# Brief 1
In the rows below, take the stretch from the line containing "Objective: locate each instance of the weathered" through the end of the rows and write those lines out again, requests included, with every answer point coordinate shifted by -131.

There you are, in some Openstreemap editor, correcting the same typo for the 16th time, cursing contributors who neglect correct capitalization and thinking about how tedious this necessary data gardening is. While JOSM is endowed with unfathomable depths of cartographic potentiality, you long for a way to simply whip out your favourite text editor and apply its familiar power to the pedestrian problem of repeatedly editing text. Or the problem requires editing multiple mutually dependent tags and some XML-aware logic is therefore required – all the same: you just want to perform Openstreetmap editing as text processing.

Of course, as an experienced Openstreetmap gardener, you are well aware of the dangers of casually wielding a rather large chainsaw around our burgeoning yet fragile data nursery. So you understand why automated processing is generally not conducive to improvement in data quality – rare is the automation whose grasp of context equals human judgment. But human judgment could use some power tools… So there.

My overall workflow shall be as follow:

0 – Read the Automated Edits code of conduct
1 – Get data
2 – Edit data
3 – Review data
4 – Commit data

The meticulous reader might object that making the reviewing an explicit step separate from the editing is superfluous since no self-respecting cartographer would commit edited data without having performed a review as a mandatory step integral to edition. But the reader who closely observes Openstreetmap activity might counter that this level of self-disciplined care might not be universal, so the step is worth mentioning. Moreover, I’ll add that as soon as any level of automation is introduced, I consider the reviewing as a necessary checklist item.

# Brief 2
Say whether each statement agrees with the passage on Openstreetmap editing, answering yes or no and quoting the words that decide it. (a) The workflow places reviewing the data as its own step before committing it. (b) The passage claims that automated processing generally improves data quality. (c) The passage opens with someone correcting the same typo for the 16th time.

# Dataset records
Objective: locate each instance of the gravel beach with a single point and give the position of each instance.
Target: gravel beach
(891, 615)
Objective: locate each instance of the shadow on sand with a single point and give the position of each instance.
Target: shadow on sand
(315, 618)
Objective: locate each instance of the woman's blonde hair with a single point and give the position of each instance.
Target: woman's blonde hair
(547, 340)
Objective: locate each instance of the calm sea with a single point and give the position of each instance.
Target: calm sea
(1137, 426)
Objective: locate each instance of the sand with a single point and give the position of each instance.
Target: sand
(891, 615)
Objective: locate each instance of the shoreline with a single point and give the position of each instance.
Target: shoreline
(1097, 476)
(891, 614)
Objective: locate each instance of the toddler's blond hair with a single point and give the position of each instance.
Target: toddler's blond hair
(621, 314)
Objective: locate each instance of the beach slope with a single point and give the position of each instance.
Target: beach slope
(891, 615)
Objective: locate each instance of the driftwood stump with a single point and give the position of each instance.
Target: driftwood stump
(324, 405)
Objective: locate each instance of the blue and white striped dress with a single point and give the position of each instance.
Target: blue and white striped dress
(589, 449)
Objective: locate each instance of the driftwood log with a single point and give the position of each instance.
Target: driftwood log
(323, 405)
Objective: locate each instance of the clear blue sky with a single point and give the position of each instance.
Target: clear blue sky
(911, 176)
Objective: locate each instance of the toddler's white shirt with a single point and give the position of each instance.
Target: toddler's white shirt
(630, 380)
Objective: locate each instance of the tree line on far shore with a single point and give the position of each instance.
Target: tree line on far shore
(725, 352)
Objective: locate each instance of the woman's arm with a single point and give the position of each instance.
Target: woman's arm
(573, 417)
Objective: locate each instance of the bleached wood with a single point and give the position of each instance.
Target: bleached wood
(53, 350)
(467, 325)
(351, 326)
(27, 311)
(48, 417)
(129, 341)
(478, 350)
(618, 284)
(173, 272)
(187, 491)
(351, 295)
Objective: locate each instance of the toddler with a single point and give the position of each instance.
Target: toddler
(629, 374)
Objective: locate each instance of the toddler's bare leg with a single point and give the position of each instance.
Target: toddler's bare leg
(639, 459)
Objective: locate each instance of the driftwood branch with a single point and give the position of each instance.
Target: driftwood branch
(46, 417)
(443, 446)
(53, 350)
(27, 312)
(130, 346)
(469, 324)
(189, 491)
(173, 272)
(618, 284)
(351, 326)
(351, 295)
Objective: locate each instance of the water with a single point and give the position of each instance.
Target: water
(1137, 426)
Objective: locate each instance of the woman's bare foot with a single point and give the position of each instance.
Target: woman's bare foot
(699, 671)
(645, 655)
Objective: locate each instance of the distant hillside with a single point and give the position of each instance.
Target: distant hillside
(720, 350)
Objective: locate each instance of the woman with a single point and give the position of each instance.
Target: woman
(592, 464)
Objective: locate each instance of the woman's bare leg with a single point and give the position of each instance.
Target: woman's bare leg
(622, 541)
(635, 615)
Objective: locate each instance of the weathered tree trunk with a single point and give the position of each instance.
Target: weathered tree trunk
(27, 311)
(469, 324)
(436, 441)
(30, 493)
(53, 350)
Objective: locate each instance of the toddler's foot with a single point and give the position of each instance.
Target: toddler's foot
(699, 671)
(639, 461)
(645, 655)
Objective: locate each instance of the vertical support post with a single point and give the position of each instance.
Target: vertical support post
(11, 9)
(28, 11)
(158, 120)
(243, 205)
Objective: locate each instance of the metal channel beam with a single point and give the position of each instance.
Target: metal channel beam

# Correct answer 1
Objective: locate each instance of the weathered tree trunk with a single point and give the position of each instance.
Target: weathered tree trunk
(-104, 180)
(338, 193)
(305, 310)
(-101, 362)
(-78, 219)
Objective: locate each instance of the toddler's foot with a single point and give the position of each instance.
Target: toddler's foot
(568, 540)
(508, 330)
(514, 524)
Objective: locate each instance of the vertical support post with a single point and give the position of each instance.
Target: vertical support post
(-120, -122)
(-103, -120)
(27, -11)
(112, 74)
Objective: locate each instance of the metal channel beam with a single point and give the position of each instance.
Target: metal channel beam

# Correct answer 2
(a) Yes: "3 – Review data" and "4 – Commit data"
(b) No: "automated processing is generally not conducive to improvement in data quality"
(c) Yes: "correcting the same typo for the 16th time"